> [Task to complete]: Whenever the word "white" turns up in a line of the data below, copy that line.

------ Exercise material

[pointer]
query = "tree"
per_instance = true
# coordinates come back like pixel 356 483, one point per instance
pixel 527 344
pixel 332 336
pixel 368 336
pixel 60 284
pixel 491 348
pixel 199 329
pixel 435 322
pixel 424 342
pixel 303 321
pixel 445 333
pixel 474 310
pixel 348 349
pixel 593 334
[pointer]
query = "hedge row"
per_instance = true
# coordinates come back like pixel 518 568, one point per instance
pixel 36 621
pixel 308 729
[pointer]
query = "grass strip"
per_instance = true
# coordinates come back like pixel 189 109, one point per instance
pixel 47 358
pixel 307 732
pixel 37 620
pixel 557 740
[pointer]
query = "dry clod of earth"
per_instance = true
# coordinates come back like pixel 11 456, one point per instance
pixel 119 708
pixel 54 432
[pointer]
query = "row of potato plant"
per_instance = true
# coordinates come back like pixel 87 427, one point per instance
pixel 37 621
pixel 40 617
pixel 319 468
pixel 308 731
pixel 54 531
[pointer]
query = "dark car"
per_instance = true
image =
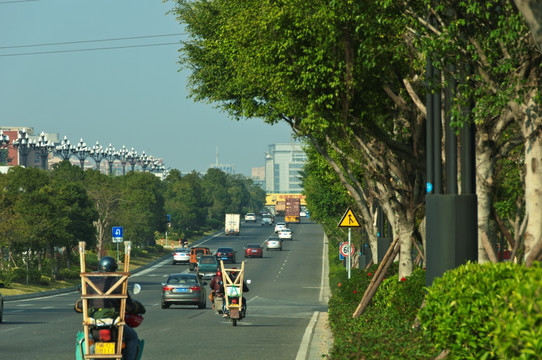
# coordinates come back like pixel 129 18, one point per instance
pixel 184 289
pixel 207 266
pixel 253 250
pixel 226 255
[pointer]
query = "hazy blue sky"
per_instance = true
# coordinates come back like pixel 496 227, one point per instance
pixel 133 96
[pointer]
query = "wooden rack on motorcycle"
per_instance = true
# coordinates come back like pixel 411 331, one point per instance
pixel 104 349
pixel 233 291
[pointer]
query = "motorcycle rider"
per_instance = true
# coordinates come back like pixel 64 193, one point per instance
pixel 103 283
pixel 217 287
pixel 233 276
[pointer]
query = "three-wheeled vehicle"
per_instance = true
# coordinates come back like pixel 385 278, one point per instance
pixel 102 333
pixel 233 302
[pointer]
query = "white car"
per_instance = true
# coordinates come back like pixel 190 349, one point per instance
pixel 250 217
pixel 280 226
pixel 285 234
pixel 181 256
pixel 273 242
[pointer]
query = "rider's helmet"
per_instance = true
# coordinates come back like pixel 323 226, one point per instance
pixel 107 264
pixel 133 320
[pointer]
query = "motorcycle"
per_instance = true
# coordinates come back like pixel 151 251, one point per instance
pixel 104 333
pixel 233 306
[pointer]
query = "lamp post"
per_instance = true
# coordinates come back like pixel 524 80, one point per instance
pixel 97 153
pixel 132 158
pixel 4 143
pixel 110 154
pixel 146 160
pixel 64 149
pixel 24 146
pixel 81 151
pixel 123 157
pixel 44 147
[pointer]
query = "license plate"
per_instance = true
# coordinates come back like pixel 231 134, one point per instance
pixel 103 348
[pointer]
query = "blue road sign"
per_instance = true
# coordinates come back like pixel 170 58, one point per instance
pixel 117 233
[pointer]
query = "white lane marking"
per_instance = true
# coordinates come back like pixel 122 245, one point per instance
pixel 9 329
pixel 324 253
pixel 305 342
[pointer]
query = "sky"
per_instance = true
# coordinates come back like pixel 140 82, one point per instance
pixel 129 92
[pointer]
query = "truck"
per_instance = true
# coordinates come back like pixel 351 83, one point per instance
pixel 280 207
pixel 293 206
pixel 232 224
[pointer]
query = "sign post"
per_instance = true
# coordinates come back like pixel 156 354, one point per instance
pixel 349 220
pixel 117 238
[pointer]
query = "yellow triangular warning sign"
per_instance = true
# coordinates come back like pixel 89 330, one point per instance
pixel 349 220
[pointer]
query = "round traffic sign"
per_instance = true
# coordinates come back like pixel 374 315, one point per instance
pixel 347 250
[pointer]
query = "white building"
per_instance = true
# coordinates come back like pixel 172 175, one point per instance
pixel 282 165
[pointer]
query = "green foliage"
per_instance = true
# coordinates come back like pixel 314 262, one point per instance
pixel 384 330
pixel 485 311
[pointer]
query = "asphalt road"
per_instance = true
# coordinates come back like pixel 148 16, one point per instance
pixel 285 292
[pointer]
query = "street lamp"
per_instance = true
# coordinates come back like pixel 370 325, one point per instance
pixel 146 160
pixel 110 154
pixel 81 151
pixel 64 149
pixel 97 153
pixel 4 143
pixel 123 157
pixel 132 158
pixel 24 146
pixel 44 147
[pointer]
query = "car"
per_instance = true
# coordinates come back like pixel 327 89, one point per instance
pixel 253 250
pixel 285 234
pixel 273 242
pixel 280 226
pixel 267 219
pixel 181 256
pixel 250 217
pixel 207 266
pixel 184 289
pixel 226 254
pixel 196 253
pixel 1 305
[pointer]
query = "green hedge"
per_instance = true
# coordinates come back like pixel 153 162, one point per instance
pixel 490 311
pixel 384 330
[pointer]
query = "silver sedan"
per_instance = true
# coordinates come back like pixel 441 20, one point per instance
pixel 184 289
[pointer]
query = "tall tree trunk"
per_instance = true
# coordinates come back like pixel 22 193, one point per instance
pixel 531 128
pixel 485 187
pixel 405 240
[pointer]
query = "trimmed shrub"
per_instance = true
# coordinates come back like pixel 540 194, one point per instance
pixel 485 311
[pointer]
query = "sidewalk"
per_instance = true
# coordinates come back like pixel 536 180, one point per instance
pixel 321 338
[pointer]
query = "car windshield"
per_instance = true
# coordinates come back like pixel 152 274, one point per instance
pixel 207 260
pixel 182 280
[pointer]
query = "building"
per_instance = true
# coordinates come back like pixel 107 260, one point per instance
pixel 27 156
pixel 282 165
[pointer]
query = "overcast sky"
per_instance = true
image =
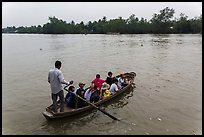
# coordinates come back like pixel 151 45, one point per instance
pixel 37 13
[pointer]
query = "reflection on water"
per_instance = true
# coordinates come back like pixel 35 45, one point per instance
pixel 167 100
pixel 83 120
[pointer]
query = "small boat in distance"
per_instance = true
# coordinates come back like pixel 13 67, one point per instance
pixel 68 111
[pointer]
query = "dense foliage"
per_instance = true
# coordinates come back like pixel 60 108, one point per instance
pixel 160 23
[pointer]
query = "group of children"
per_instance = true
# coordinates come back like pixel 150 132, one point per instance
pixel 98 89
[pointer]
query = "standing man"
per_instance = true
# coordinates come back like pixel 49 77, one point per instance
pixel 56 79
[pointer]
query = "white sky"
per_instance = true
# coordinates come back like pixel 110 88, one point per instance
pixel 37 13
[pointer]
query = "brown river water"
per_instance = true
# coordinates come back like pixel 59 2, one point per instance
pixel 166 100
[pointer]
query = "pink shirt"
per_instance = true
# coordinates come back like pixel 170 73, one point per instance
pixel 98 82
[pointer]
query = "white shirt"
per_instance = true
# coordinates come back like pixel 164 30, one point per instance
pixel 113 88
pixel 120 81
pixel 56 79
pixel 87 95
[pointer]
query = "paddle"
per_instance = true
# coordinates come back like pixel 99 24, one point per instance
pixel 94 106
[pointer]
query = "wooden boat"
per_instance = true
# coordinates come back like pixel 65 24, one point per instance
pixel 49 114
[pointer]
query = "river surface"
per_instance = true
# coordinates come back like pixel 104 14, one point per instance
pixel 167 98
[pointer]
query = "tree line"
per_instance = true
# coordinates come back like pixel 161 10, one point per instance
pixel 161 23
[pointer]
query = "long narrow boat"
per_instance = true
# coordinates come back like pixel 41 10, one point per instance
pixel 49 114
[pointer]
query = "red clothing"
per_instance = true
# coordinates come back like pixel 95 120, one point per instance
pixel 98 82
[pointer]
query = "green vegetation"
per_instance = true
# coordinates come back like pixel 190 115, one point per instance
pixel 161 23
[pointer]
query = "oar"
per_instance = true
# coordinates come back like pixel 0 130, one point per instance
pixel 94 106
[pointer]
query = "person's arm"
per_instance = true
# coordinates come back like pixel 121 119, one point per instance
pixel 49 77
pixel 63 81
pixel 116 88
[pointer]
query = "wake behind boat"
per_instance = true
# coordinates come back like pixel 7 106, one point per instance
pixel 68 111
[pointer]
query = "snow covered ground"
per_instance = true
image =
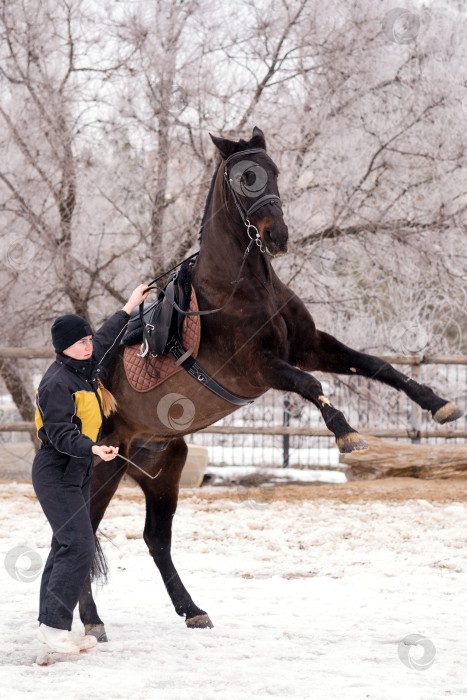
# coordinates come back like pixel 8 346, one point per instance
pixel 310 599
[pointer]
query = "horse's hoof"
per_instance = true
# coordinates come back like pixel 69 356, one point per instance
pixel 448 413
pixel 97 631
pixel 199 622
pixel 351 442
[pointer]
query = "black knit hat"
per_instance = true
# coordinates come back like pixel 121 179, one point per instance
pixel 67 330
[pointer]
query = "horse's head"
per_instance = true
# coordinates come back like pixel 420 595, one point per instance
pixel 250 189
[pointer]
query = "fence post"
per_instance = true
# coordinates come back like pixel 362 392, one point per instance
pixel 286 423
pixel 416 411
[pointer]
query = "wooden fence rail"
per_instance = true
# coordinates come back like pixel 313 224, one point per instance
pixel 413 360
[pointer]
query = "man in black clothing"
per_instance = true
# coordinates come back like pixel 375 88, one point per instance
pixel 71 403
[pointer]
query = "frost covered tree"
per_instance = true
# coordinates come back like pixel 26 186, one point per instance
pixel 106 159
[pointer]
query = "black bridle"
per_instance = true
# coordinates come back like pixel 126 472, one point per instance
pixel 245 214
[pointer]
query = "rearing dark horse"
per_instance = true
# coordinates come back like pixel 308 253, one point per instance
pixel 262 338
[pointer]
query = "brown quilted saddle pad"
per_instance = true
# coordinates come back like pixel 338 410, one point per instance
pixel 164 366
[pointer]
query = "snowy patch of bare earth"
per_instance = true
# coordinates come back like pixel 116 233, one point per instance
pixel 311 590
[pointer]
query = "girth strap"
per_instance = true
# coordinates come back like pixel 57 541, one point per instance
pixel 195 370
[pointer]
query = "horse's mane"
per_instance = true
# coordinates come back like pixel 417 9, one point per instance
pixel 208 202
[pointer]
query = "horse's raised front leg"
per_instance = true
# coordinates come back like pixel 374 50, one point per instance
pixel 284 377
pixel 330 355
pixel 161 503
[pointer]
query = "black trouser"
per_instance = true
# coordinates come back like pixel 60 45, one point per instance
pixel 62 485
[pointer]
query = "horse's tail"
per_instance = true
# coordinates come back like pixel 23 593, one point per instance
pixel 99 569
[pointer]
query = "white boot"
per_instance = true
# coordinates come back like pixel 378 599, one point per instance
pixel 58 640
pixel 84 643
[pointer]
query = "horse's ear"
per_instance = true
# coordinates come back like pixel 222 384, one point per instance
pixel 224 146
pixel 257 140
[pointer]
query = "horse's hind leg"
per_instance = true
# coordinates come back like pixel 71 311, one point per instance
pixel 161 503
pixel 105 480
pixel 330 355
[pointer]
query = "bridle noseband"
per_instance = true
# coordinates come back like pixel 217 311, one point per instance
pixel 246 213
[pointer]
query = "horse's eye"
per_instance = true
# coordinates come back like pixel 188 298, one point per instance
pixel 248 178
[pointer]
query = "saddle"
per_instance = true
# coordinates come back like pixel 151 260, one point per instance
pixel 159 321
pixel 169 339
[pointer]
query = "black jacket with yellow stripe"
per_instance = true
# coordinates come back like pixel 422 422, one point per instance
pixel 68 401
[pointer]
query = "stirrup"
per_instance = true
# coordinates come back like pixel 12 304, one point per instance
pixel 144 349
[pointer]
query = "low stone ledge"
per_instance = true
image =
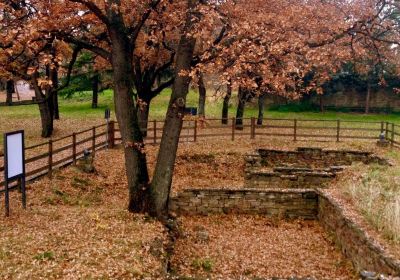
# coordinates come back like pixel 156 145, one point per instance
pixel 361 249
pixel 281 203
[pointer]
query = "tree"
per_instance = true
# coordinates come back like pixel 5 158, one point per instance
pixel 225 105
pixel 278 40
pixel 10 89
pixel 202 96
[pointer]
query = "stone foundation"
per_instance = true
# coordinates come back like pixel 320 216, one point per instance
pixel 364 252
pixel 303 168
pixel 284 203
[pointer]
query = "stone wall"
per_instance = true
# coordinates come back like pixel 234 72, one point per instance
pixel 279 203
pixel 303 168
pixel 355 244
pixel 364 252
pixel 309 157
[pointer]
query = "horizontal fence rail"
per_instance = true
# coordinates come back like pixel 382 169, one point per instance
pixel 43 158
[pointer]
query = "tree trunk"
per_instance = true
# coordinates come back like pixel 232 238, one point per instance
pixel 321 104
pixel 240 108
pixel 45 108
pixel 95 89
pixel 54 79
pixel 202 96
pixel 9 90
pixel 225 106
pixel 161 184
pixel 261 102
pixel 368 97
pixel 143 116
pixel 126 112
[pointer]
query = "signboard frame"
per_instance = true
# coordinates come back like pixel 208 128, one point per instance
pixel 19 176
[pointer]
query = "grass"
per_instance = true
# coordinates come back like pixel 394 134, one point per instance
pixel 375 191
pixel 76 114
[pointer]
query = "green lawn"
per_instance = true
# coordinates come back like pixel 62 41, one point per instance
pixel 80 107
pixel 78 112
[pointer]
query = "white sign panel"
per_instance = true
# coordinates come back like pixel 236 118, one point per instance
pixel 15 159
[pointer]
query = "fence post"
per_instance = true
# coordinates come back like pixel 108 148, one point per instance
pixel 387 131
pixel 392 136
pixel 93 141
pixel 253 128
pixel 233 128
pixel 74 147
pixel 155 131
pixel 50 158
pixel 111 134
pixel 195 131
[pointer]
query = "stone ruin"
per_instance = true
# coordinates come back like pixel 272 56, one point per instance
pixel 302 168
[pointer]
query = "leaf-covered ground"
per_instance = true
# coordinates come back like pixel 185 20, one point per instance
pixel 77 226
pixel 247 247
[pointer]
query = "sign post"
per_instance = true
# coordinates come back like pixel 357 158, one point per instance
pixel 14 165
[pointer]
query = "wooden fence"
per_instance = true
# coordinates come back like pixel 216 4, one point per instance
pixel 43 158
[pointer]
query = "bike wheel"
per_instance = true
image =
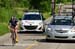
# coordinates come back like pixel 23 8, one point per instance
pixel 13 39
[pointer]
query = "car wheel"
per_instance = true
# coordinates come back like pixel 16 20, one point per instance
pixel 47 39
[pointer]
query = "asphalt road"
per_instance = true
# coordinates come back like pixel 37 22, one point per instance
pixel 30 40
pixel 34 40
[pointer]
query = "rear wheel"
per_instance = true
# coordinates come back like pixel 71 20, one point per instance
pixel 13 38
pixel 47 39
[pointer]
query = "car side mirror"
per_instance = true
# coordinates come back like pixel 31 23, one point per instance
pixel 43 18
pixel 20 19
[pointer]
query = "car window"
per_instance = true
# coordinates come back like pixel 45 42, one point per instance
pixel 61 22
pixel 32 17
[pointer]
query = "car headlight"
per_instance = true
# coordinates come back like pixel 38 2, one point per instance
pixel 73 30
pixel 40 23
pixel 49 29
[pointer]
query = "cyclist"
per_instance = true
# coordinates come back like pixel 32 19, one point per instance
pixel 13 26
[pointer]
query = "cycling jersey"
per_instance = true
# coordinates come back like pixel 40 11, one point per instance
pixel 13 23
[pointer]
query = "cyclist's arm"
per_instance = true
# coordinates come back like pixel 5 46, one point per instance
pixel 17 25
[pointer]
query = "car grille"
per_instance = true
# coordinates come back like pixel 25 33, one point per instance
pixel 61 36
pixel 61 31
pixel 30 27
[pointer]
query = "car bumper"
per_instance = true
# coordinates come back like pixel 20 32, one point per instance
pixel 38 28
pixel 62 36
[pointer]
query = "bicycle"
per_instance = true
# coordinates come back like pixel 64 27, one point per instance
pixel 13 37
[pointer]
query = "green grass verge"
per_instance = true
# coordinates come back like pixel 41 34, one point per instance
pixel 3 29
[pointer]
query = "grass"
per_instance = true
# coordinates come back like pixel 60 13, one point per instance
pixel 5 16
pixel 3 29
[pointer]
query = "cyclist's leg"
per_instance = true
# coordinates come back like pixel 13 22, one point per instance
pixel 16 35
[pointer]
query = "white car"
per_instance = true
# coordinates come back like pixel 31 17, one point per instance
pixel 61 28
pixel 32 21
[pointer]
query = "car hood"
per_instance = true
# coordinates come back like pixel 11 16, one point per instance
pixel 60 27
pixel 32 22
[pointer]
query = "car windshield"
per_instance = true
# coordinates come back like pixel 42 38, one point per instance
pixel 61 22
pixel 32 17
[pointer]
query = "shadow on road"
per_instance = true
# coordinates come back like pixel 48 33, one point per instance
pixel 56 41
pixel 32 33
pixel 6 45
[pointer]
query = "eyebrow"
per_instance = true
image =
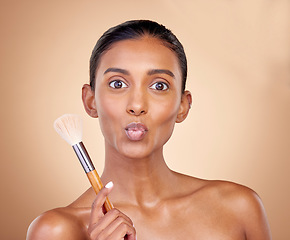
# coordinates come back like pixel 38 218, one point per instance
pixel 117 70
pixel 161 71
pixel 150 72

------------

> [Written response]:
query = "white car"
query = "white lane marking"
query = "white building"
query = "white sky"
query = "white shirt"
query = "white boot"
query = "white sign panel"
query = "white car"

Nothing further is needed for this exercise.